The request: Put every line of the records below into a Markdown table with two columns, Row and Line: Row gives a running number and Line gives the line itself. Leave out blank lines and pictures.

# # # # #

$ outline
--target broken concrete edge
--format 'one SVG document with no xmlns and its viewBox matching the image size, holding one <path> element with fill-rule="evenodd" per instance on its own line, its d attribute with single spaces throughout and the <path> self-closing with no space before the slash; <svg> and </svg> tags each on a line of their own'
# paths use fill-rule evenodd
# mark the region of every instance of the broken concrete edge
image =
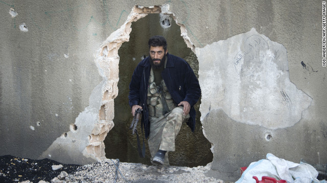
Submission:
<svg viewBox="0 0 327 183">
<path fill-rule="evenodd" d="M 172 16 L 180 26 L 181 36 L 187 46 L 194 52 L 195 47 L 183 24 L 169 11 L 169 5 L 145 7 L 134 6 L 126 21 L 110 34 L 95 55 L 95 62 L 102 81 L 93 89 L 89 106 L 70 125 L 70 131 L 58 137 L 38 159 L 49 158 L 62 163 L 87 164 L 106 159 L 103 142 L 113 127 L 114 99 L 118 95 L 119 55 L 122 44 L 129 41 L 132 22 L 149 13 L 162 13 Z"/>
</svg>

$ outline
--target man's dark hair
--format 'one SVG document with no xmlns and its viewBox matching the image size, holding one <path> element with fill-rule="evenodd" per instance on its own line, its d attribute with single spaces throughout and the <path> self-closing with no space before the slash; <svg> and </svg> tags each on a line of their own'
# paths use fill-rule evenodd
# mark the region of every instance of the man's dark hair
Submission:
<svg viewBox="0 0 327 183">
<path fill-rule="evenodd" d="M 154 36 L 149 39 L 149 48 L 152 46 L 153 47 L 163 46 L 165 51 L 167 50 L 167 41 L 166 39 L 161 36 Z"/>
</svg>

# # # # #

Correct output:
| Row | Line |
|---|---|
| 1 | $ outline |
| 2 | --target broken concrete edge |
| 3 | --format 'one SVG document with no xmlns and its viewBox matching the image size, holding one <path> element with fill-rule="evenodd" per instance on its own line, its d attribute with single spaces throughout and the <path> self-closing with no space before the slash; <svg> and </svg> tags each on a line of their own' |
| 4 | # paths use fill-rule evenodd |
| 5 | # mark the region of every instance of the broken concrete edge |
| 6 | image = |
| 7 | Submission: |
| 8 | <svg viewBox="0 0 327 183"> |
| 9 | <path fill-rule="evenodd" d="M 172 16 L 180 26 L 181 36 L 187 46 L 194 52 L 195 47 L 183 24 L 169 11 L 169 5 L 145 7 L 134 6 L 126 21 L 110 34 L 95 55 L 95 62 L 102 81 L 93 89 L 89 106 L 70 125 L 70 131 L 58 137 L 38 159 L 49 158 L 62 163 L 87 164 L 106 159 L 103 142 L 113 127 L 114 99 L 118 95 L 119 55 L 122 44 L 129 41 L 132 22 L 149 13 L 162 13 Z"/> |
| 10 | </svg> |
| 11 | $ outline |
| 12 | --target man's dark hair |
| 13 | --format 'one SVG document with no xmlns and its viewBox matching the image size, holding one <path> element with fill-rule="evenodd" per instance on its own line, its d attribute with single spaces throughout and the <path> self-closing with no space before the slash; <svg> and </svg> tags each on a line of their own' |
| 14 | # paths use fill-rule evenodd |
| 15 | # mark the region of every instance of the man's dark hair |
| 16 | Submission: |
| 17 | <svg viewBox="0 0 327 183"> |
| 18 | <path fill-rule="evenodd" d="M 154 36 L 149 39 L 149 48 L 152 46 L 153 47 L 163 46 L 165 51 L 167 50 L 167 41 L 166 39 L 161 36 Z"/> |
| 19 | </svg> |